- Challenge A -
Return every line of the records that come after the coal mine model text, unchanged and in order, but leave out the pictures.

** Start Text **

Most of the models we have of coal mines are single structures. I have this model, an N-scale one I picked up in eBay. I think it is an AHM, but I’m not sure.
Near as I can figure, A is the room that brings coal up the shaft and deposit it in B. In this room the slag and impurities are separated and the coal is sent to C where it is dropped into hoppers. I cannot imagine this operation filling more than 2 or 3 coal cars per hour due to the physical limitations if the size of the building. The slag is send down the chute to D where the lower grade coal is separated from the slag and it is dropped into one of the three E bays below. The slag is removed and the coal that can be sold is loaded into trucks or hoppers.
To me this seems to be an incomplete operation as there are no offices, rest rooms, equipment storage facilities, etc.
So the question are:
Am I right in my assumptions above?
What auxiliary structures would you expect to find in an operation this size?
I would presume your letters are correct. A, B, C, D and E. Now here is a few tidbits.
You would want oil to spray onto the coal to keep dust down. Some mines did this and advertised it as such. Dustless coal etc.

** End Text **
** Start Records shown **

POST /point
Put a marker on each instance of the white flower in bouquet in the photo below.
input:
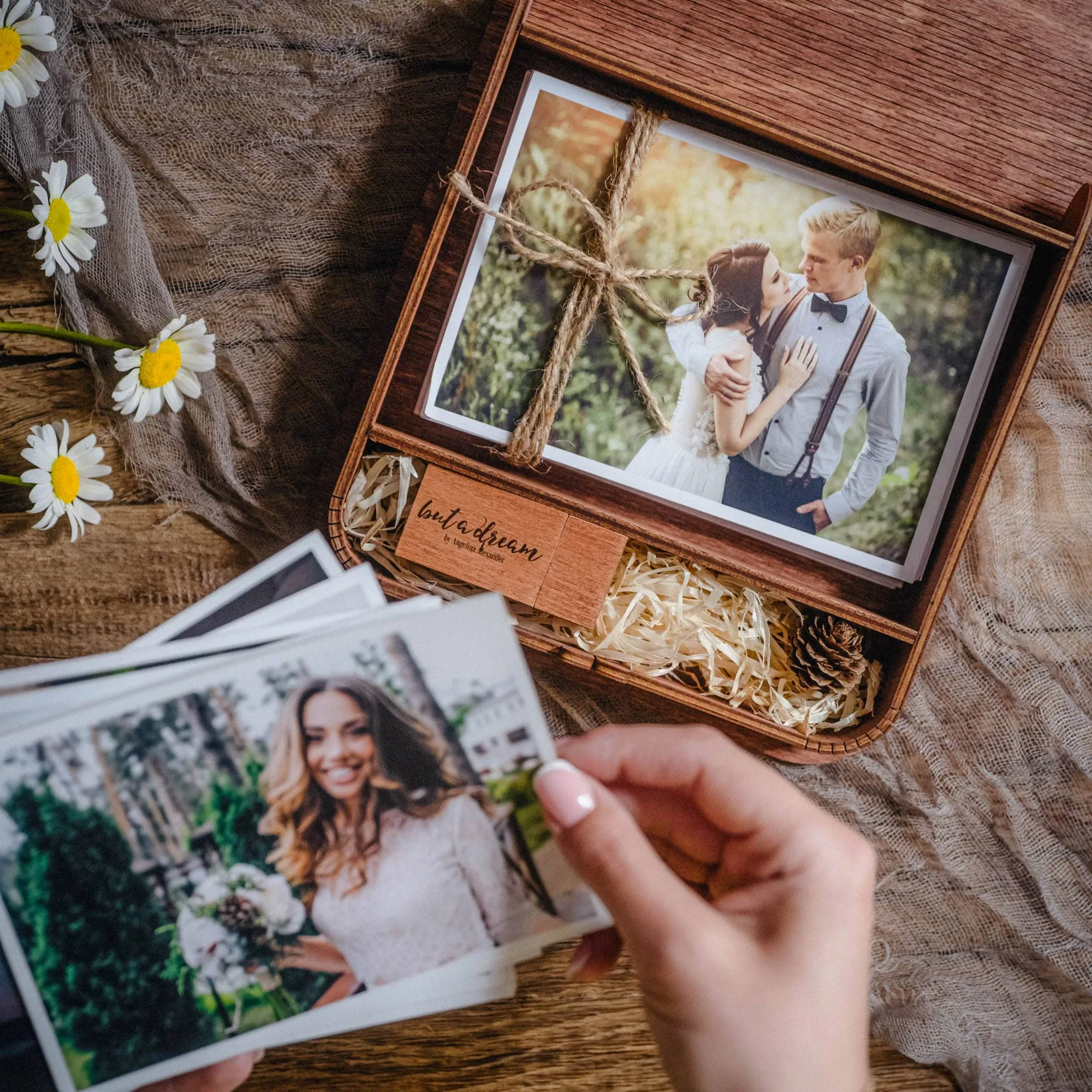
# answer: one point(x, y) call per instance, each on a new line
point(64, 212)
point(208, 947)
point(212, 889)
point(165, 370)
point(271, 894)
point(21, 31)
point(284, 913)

** End Records shown **

- Challenge B -
List every letter the coal mine model text uses to label a part of the model.

- Written answer A -
POST /point
Put a marker on each instance of the white flower in bouquet in the photo below.
input:
# answer: one point(x, y) call per instance, each on a new line
point(64, 212)
point(208, 947)
point(212, 889)
point(165, 370)
point(271, 894)
point(21, 31)
point(284, 913)

- Written answer B -
A, B, C, D, E